Top of DOCUMENT SECTION

Supplementary Material for: Temporal and Vertical Variation in Microbial Community Composition in Response to Physicochemical Characteristics in a Water Column of Highly Eutrophied Jinhae Bay, South Korea

2018-06-29T09:42:07Z (GMT) by Lee J. Lim J.-H. Park J. Kim I.-N.
Microbial communities play an essential role in marine biogeochemical cycles. Physical and biogeochemical changes in Jinhae Bay, the most anthropogenically eutrophied bay on the coasts of South Korea, are well described, but less is known about the associated changes in microbial communities. Temporal and vertical variation in microbial communities at three depths (surface, middle, and bottom) at seven time points (June to December) at the J1 sampling site were investigated on the MiSeq platform based on the 16S rRNA gene. Overall, the microbial community was dominated by Proteobacteria, Cyanobacteria, and Bacteroidetes from June to November, whereas Firmicutes were dominant in December, especially in the middle and bottom layers. The results indicate that the microbial community composition strongly varied with temporal changes in the physicochemical water properties. Moreover, the community composition differed markedly between the surface and middle layers and the bottom layer in the summer, when the water column was strongly stratified and bottom water hypoxia developed. A redundancy analysis suggested a significant correlation between physicochemical variables (i.e., temperature, salinity, and oxygen concentration) and microbial community composition. This study indicates that temporal changes in water conditions and eutrophication-induced hypoxia effectively shape the structure of the microbial community.

Bottom of DOCUMENT SECTION

== WORK INSTRUCTION A ==
Output everything in the Jinhae Bay abstract from "Supplementary Material for: Temporal" down to "J. Kim I.-N.".
== WORK INSTRUCTION B ==
Does the Jinhae Bay abstract agree with each of these statements? (i) Firmicutes dominated in December, particularly in the middle and bottom layers. (ii) Samples were collected at five depths. (iii) The redundancy analysis found no significant correlation between oxygen concentration and microbial community composition. Answer each with yes or no, and quote the deciding words of the abstract.
The data has no connection to the Jinhae Bay abstract.

Top of SOURCE DATA

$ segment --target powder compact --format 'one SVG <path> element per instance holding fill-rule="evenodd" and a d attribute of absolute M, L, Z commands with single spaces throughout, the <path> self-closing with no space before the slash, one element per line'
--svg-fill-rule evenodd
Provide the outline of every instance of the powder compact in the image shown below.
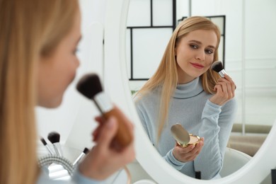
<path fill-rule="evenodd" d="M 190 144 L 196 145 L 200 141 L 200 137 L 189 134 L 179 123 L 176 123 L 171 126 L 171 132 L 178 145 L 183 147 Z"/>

Bottom of SOURCE DATA

== EXERCISE OUTPUT A ==
Supplementary Material for: Temporal and Vertical Variation in Microbial Community Composition in Response to Physicochemical Characteristics in a Water Column of Highly Eutrophied Jinhae Bay, South Korea

2018-06-29T09:42:07Z (GMT) by Lee J. Lim J.-H. Park J. Kim I.-N.

== EXERCISE OUTPUT B ==
(i) Yes: "whereas Firmicutes were dominant in December, especially in the middle and bottom layers"
(ii) No: "at three depths (surface, middle, and bottom)"
(iii) No: "A redundancy analysis suggested a significant correlation between physicochemical variables (i.e., temperature, salinity, and oxygen concentration) and microbial community composition"